This task calls for printing every entry exactly.

Data to use
▬▬▬▬▬▬▬▬▬▬

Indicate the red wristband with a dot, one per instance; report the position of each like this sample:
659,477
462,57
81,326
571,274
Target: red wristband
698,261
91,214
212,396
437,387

▬▬▬▬▬▬▬▬▬▬

Task answer
Indicate the red wristband with a dot, one per instance; report the position of each like this sample:
659,477
462,57
81,326
571,274
Target: red wristband
698,261
91,214
212,396
437,387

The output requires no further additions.